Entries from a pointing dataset

+++

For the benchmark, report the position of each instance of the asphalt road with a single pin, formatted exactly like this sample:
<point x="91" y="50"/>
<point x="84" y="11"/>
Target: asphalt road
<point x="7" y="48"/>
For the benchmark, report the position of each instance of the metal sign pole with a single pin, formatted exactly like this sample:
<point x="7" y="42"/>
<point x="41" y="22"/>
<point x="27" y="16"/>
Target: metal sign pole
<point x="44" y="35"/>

+++

• _Work required_
Rewrite the items above so that "single pin" becomes "single marker" wherever it occurs, leaving everything else unchanged.

• _Exercise output_
For the benchmark, report the position of each instance of the asphalt road with a single marker, formatted exactly like this sample:
<point x="91" y="50"/>
<point x="84" y="11"/>
Target: asphalt road
<point x="7" y="48"/>
For the benchmark, report the position of each instance of the metal sign pole with a single marker, formatted exactly like this sample:
<point x="7" y="42"/>
<point x="41" y="22"/>
<point x="27" y="16"/>
Target: metal sign pole
<point x="44" y="35"/>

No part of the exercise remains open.